# Work instructions
Transcribe the material in full, exactly as written.
## start
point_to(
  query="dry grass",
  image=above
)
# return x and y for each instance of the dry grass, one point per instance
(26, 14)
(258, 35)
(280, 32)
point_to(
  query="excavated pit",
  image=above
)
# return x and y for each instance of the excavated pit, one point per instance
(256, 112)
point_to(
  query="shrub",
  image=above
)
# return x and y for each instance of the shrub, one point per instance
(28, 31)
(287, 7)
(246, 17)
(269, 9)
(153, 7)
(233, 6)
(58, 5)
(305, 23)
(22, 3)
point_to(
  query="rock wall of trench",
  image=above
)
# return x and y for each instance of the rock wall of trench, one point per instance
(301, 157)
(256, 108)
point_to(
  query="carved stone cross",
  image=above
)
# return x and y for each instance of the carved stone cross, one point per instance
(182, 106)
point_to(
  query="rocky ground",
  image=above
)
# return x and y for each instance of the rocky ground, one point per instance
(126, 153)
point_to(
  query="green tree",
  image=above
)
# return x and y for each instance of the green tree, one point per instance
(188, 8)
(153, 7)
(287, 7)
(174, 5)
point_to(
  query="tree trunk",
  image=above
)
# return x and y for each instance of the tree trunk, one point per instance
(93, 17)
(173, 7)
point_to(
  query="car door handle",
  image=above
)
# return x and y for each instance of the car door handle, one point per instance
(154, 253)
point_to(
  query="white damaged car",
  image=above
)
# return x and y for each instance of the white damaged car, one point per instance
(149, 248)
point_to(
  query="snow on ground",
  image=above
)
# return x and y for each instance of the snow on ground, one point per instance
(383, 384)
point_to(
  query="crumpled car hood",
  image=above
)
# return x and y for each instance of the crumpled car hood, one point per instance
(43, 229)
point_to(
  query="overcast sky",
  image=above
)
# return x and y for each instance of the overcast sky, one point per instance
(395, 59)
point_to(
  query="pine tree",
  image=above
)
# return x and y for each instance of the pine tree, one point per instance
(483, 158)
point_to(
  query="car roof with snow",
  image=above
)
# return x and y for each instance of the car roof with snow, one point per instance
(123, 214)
## end
# Solution to the problem
point_to(
  query="dry grass",
  image=above
)
# return x and y for each instance of the dry grass, one point per instance
(26, 14)
(258, 35)
(280, 32)
point_to(
  query="excavated pit",
  image=above
)
# return x and y for each instance of the excavated pit, one point per instance
(256, 112)
point_to(
  query="shrub",
  image=above
)
# return x and y for each instance of the shrub, one point per instance
(28, 31)
(287, 7)
(246, 17)
(269, 9)
(153, 7)
(233, 6)
(58, 5)
(305, 23)
(22, 3)
point_to(
  query="rock wall of trench",
  image=above
)
# return x and y for each instance of the rock wall of trench, one point per instance
(301, 157)
(256, 108)
point_to(
  query="carved stone cross",
  image=above
)
# return x and y for each instance of the carved stone cross, one point per instance
(182, 106)
point_to(
  query="rocky ground",
  image=above
)
# return x and y for each instance of the rocky ground, one point per instance
(126, 153)
point_to(
  query="green tree",
  image=above
)
# return x and y for each instance of the green tree, one point per instance
(188, 8)
(153, 7)
(287, 7)
(174, 5)
point_to(
  query="tree trunk",
  image=above
)
# return x and y for each instance of the tree trunk, one point per instance
(93, 17)
(173, 7)
point_to(
  query="car door handle",
  image=above
)
# return x and y for each instance of the car door handle, one point per instance
(154, 253)
point_to(
  query="white damaged car",
  image=above
)
# return x and y for each instance of the white damaged car, one point per instance
(149, 248)
point_to(
  query="snow on ground",
  image=above
)
# return x and y for each instance of the snow on ground, one point per instance
(383, 384)
point_to(
  query="crumpled car hood",
  image=above
)
# return x and y for each instance of the crumpled car hood, one point per instance
(43, 229)
point_to(
  query="overcast sky",
  image=above
)
# return x and y for each instance of the overcast sky, one point per instance
(395, 59)
point_to(
  query="pine tree",
  image=above
)
# return x and y for each instance of the pine tree, one point per instance
(483, 158)
point_to(
  query="car roof with snow",
  image=above
)
# return x and y for each instance of the car roof with snow, one point per instance
(123, 214)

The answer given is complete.